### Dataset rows
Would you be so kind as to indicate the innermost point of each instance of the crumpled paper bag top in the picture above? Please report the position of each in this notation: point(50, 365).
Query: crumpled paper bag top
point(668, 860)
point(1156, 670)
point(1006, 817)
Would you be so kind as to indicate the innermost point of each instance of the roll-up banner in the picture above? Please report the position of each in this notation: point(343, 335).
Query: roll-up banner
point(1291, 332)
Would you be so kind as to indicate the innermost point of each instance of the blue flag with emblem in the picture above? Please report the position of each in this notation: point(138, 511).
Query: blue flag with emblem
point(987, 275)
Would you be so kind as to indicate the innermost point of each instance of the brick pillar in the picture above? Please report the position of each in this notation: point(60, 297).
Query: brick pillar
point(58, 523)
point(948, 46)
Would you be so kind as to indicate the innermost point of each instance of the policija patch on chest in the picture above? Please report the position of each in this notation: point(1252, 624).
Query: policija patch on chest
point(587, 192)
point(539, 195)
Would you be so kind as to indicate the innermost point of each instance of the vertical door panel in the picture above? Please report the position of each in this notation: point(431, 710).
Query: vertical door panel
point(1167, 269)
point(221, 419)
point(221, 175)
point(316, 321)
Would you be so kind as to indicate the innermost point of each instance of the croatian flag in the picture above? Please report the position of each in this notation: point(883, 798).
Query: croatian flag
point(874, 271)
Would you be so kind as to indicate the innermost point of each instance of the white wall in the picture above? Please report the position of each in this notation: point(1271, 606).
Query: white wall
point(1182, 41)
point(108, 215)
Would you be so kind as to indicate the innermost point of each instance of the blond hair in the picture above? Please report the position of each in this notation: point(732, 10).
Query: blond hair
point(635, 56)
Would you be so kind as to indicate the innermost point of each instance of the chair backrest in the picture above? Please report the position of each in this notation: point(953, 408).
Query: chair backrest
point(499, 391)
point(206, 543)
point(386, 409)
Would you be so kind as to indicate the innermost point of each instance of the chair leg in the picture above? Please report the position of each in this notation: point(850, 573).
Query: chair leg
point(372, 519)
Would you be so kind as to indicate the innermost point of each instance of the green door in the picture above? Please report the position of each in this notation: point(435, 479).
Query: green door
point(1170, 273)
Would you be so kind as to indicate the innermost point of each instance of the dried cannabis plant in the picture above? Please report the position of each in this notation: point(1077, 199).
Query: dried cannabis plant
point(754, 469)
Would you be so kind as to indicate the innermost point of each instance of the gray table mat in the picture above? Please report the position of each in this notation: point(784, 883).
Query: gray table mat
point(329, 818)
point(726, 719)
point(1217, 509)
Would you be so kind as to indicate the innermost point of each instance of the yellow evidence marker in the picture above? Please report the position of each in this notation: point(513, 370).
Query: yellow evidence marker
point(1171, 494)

### Aim of the task
Reproduce the listing from the line containing "notation: point(784, 883)." through the end of the listing, shifting every answer coordinate by adding 90 to each of its numbers. Keep all other lines, including the format samples, unchanged.

### Problem solution
Would you be so kind as to indicate the innermost point of each instance of the gray table mat in the picture above? Please report the position of each in this notation: point(784, 883).
Query: gray table mat
point(419, 908)
point(816, 809)
point(1307, 599)
Would you be so kind as to indicate the innermost point of each instance of the yellow evidence marker in the picture above? Please report the position of each in this notation: point(513, 370).
Query: yellow evidence marker
point(1261, 584)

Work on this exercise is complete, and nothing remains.